[WHAT THIS EXERCISE ASKS]
1. From the abstract on the Adherence Barriers Questionnaire, reproduce the part from "The German ABQ" up to and including "with oral anticoagulation.".
2. Answer these questions from the abstract on the Adherence Barriers Questionnaire.
(a) In how many patients with atrial fibrillation was the German ABQ developed and tested?
(b) Which two measures was the ABQ score compared with to assess criterion-related external validity?
(c) What does the time in therapeutic range describe?
3. Write the next part of the abstract on the Adherence Barriers Questionnaire, picking up after its final sentence.

[GIVEN PASSAGE]
☆ ☆ ☆ ☆ ☆ ☆ ☆
Validation of the Adherence Barriers Questionnaire - an instrument for identifying potential risk factors associated with medication-related non-adherence
|Validation of the Adherence Barriers Questionnaire - an instrument for identifying potential risk factors associated with medication-related non-adherence|
|Autor||Sabrina Müller, Thomas Kohlmann, Thomas Wilke|
|In:||BMC health services research|
Medication non-adherence is a major challenge in the real-life treatment of chronically ill patients. To meet this challenge, adherence interventions with a tailored approach towards patient-specific adherence barriers that are identified with a reliable and practicable questionnaire are needed. The aim of this investigation was to develop and validate such a questionnaire, the "Adherence Barriers Questionnaire (ABQ)".
The German ABQ was developed and tested in 432 patients with atrial fibrillation in a multicentre observational cohort study. Evaluation of the questionnaire included an assessment of internal consistency as well as factor analysis. Criterion-related external validity was assessed by comparing the ABQ score with (1) the degree of self-reported adherence and (2) the time in therapeutic range which describes the anticoagulation quality achieved by patients treated with oral anticoagulation.
☆ ☆ ☆ ☆ ☆ ☆ ☆
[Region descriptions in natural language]

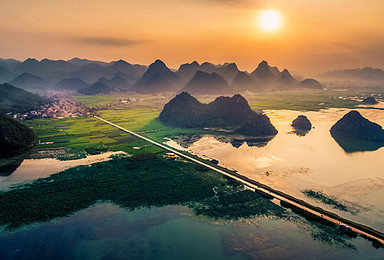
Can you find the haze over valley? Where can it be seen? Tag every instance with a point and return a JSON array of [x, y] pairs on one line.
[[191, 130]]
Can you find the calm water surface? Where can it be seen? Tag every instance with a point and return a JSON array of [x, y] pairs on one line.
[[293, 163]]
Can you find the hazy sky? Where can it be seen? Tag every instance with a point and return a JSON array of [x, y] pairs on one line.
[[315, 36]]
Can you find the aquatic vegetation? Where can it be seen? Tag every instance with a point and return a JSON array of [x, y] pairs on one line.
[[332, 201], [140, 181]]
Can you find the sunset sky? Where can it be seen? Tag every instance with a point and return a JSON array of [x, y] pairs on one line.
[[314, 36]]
☆ ☆ ☆ ☆ ☆ ☆ ☆
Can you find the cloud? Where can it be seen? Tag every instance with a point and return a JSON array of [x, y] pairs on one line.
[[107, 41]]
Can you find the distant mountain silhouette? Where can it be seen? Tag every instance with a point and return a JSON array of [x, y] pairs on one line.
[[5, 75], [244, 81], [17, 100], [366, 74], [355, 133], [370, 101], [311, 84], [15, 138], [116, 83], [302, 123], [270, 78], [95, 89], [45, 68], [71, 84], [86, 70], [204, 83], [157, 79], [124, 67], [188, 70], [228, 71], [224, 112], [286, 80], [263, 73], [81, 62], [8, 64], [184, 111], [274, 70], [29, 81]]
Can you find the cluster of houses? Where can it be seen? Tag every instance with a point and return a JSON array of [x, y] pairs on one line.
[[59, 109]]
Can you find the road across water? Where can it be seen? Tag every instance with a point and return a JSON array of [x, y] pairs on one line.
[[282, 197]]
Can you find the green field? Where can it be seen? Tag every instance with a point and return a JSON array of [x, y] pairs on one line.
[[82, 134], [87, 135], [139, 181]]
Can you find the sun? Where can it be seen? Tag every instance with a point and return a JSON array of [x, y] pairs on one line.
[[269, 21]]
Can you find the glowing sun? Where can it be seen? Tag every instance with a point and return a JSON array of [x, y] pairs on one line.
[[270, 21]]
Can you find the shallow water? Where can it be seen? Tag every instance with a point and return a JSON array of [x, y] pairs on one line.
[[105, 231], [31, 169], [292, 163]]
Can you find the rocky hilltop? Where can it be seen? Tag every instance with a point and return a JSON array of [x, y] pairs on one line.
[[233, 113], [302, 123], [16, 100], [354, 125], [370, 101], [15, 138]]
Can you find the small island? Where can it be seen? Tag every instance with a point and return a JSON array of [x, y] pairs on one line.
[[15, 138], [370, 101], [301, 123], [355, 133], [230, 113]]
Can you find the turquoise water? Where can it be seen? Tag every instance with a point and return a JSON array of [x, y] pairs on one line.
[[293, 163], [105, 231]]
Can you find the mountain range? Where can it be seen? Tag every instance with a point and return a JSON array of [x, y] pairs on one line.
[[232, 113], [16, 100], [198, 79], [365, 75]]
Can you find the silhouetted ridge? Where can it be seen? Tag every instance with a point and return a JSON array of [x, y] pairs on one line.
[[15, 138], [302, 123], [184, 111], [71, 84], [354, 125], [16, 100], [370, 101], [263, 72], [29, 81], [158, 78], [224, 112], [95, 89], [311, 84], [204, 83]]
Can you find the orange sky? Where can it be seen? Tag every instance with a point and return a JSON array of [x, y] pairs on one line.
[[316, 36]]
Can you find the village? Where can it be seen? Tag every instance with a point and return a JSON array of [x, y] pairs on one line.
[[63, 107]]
☆ ☆ ☆ ☆ ☆ ☆ ☆
[RESPONSES TO THE TASKS]
1.
The German ABQ was developed and tested in 432 patients with atrial fibrillation in a multicentre observational cohort study. Evaluation of the questionnaire included an assessment of internal consistency as well as factor analysis. Criterion-related external validity was assessed by comparing the ABQ score with (1) the degree of self-reported adherence and (2) the time in therapeutic range which describes the anticoagulation quality achieved by patients treated with oral anticoagulation.

2.
(a) 432 patients.
(b) The degree of self-reported adherence and the time in therapeutic range.
(c) The anticoagulation quality achieved by patients treated with oral anticoagulation.

3.
The final 14-item ABQ scale demonstrated high internal consistency (Cronbach's alpha = 0.820). Factor analysis identified a three-factor solution, representing intentional adherence barriers with 5 items (31.9% of the variance), medication-/health care system-related adherence barriers with 5 items (13.3% of the variance) and unintentional adherence barriers with 4 items (7.7% of the variance). The ABQ correlated significantly with self-reported non-adherence (Spearman's rho = 0.438, p < 0.001) as well as time in therapeutic range (Spearman's rho = - 0.161, p < 0.010). Patients with above-average ABQ scores (increased number and/or strength of existing adherence barriers) were significantly (p < 0.005, Pearson Chi-Square) more likely to have a poor anticoagulation quality (TTR < 60%) than patients with a lower ABQ score (44.6% versus 27.3%).
The ABQ is a practicable, reliable and valid instrument for identifying patient-specific barriers to medication-related adherence. Future research is required to examine the ability of the ABQ to identify patient perception/behaviour changes over time which may be important for the measurement of success of adherence interventions.